* [Text to read]
>> start
It is understandable to be angry...but your anger was misdirected.

Being angry at yourself and taking it out on her is not okay.

Accept the blame. 

Accept that you allowed her to treat you this way.

Until you do, you can't adequately prevent it.

You are a victim of your own making.

When you stop allowing yourself to be one...it all changes. 

Sent from my Pixel 3 XL using Tapatalk


----------



## Sparta

Man I just gets worse just right when I think I’ve seen the worst of a man “not being a man.” I will never understand this. Women despise weakness more than anything there’s nothing more unattractive to them.! I’m too selfish and I always stick up for myself whenever I feel I’ve been wrong. I’ll attack whoever I feel who is wrong me. You let your wife go some couple’s house knowing she’s going there to get ****ed.! Then you let your wife come to You without serving her divorce papers and her belongings in bags on the front porch or on the lawn. Sorry to be so harsh but buddy.! Did you just read what you wrote.


----------



## niceguy47460

Dude she had sex with the swinger friends and hard telling how many guys she had in them 3 days . and she is having sex with guys at the events she is going to . if i was you i would kick her out and get a divorce asap .


----------



## phillybeffandswiss

JoetheDad said:


> We have not had sex in years. No intimacy because she is always sewing and crafting. No I have no hobbies (used to play hockey and Armored combat [SCA] had to quit, to many concussions). Neglecting the relationship was started by her. Back story - Laurie years ago went to New Mexico to visit elderly grandparents. She stopped dressing up before that. But for that trip she died her hair bright colors, took dresses and makeup ( odd I thought ). Then shortly before she left she told me she was visiting an old friend. In my investigation, the old friend is on a open relationship with his bisexual wife and they love brightly colored hair. She spent 3 nights with them. I was not pleased.
>> end
* [What to do]
a) According to the forum thread, why did JoetheDad have to quit hockey and armored combat?
b) Continue the forum thread from the end of its last sentence.

* [Dataset section]
>> start
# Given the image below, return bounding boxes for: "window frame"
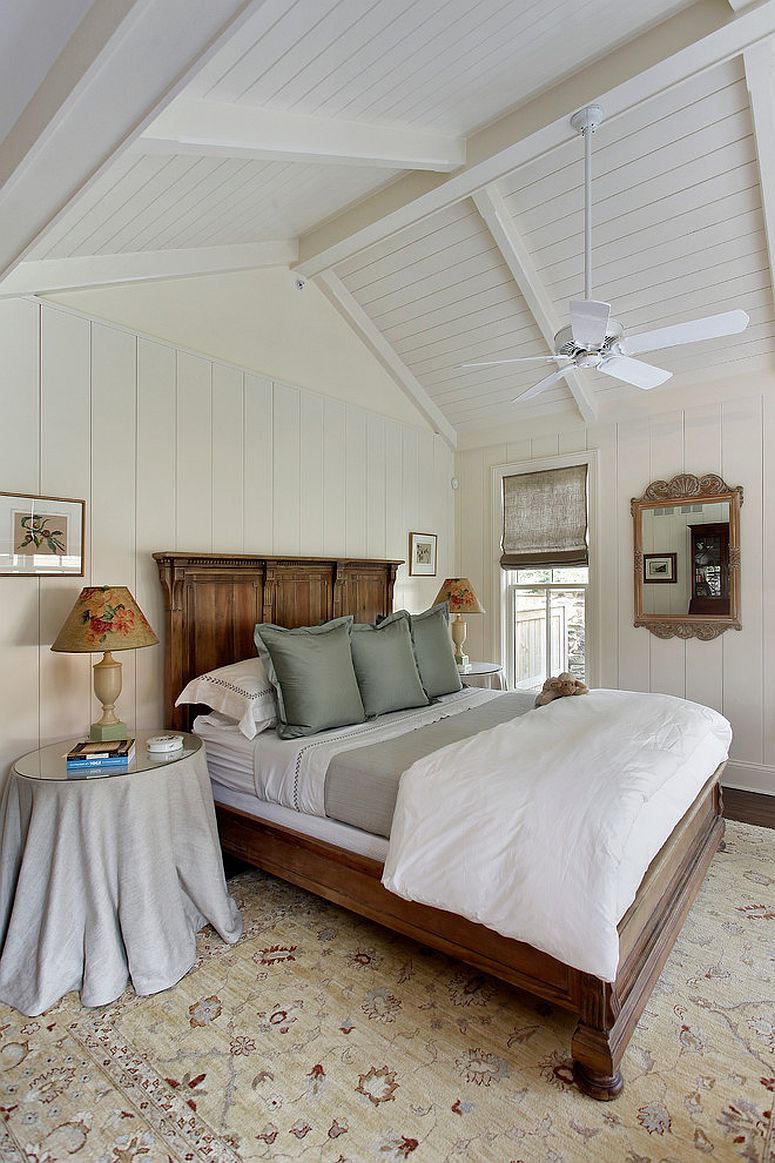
>> end
* [Responses by task]
a) Because of too many concussions.

b)
> 
> As far as a magic wand. I wish she would put in the effort.





Sparta said:


> You let your wife go some couple’s house knowing she’s going there to get ****ed! Then you let your wife come to You without serving her divorce papers and her belongings in bags on the front porch or on the lawn. Sorry to be so harsh but buddy.! Did you just read what you wrote.


Being harsh and changing his story are not the same. He let his wife go thinking friend and Grandparents. His investigation showed him the truth.


----------



## Mr.Married

..Edited ... I misread the post.


----------



## sokillme

CynthiaDe said:


> Losing control of your emotions is a sign of weakness, not a sign of strength. Yes, it's okay to let someone know you are angry, but you don't wait until it all builds up and you have no control and no plan for how to express your boundaries.


Agreed it would be much more effective to have divorce papers and show them to her and say are you in or out, to paraphrase. Although it seem like she is already out at this point.


----------



## JoetheDad

Fortunately for me I don't lose control of my emotions. She as me how I was doing. I responded by stating I was angry. Laurie, as with what. I said her. Then the talk began. I told Laurie her I was through being a second hand citizen with no consideration. Laid out a small amount of facts about her actions. She tried to rebuke some of them. So I asked her to give me examples. She could not. So at this point I laid out numerous examples of what I (stupidity) have allowed. For the first time in many years I think I saw a light flicker in her (me now realizing) less than intelligent head. For you people who stated, I allowed this you would be correct. It takes two to create a problem in a relationship. 

I told her as far as her cosplay ventures. I told her she should just give me back her wedding ring and do what ever she wants. Because at this point. All her actions have consequences. I told her the truth. What she has done is burned the bridge between us. I am tired of standing on one side yelling. She broke this relationship. She can choose to fit ot or I will end it.

I have laid out to my stupid wife Laurie what the problem is and what I am going do. I didn't flinch, studder or weaken. She now knows our failing marriage is under a microscope. 

I explained calmly to my children that things may change, depending on they mothers actions. I told them I will always be there for them.


----------



## Mr.Married

Hey Joe, ( that just roles off the tongue ... Hey Joe)

Well done. Sometimes in life it takes a good smack in the head to realize what we have done to ourselves, why we allowed it, and how we got there. It's often difficult
to come to the understandings of our own responsibility in the matter. So many times we get so consumed with "what should be" and hang on to the threads of "what is".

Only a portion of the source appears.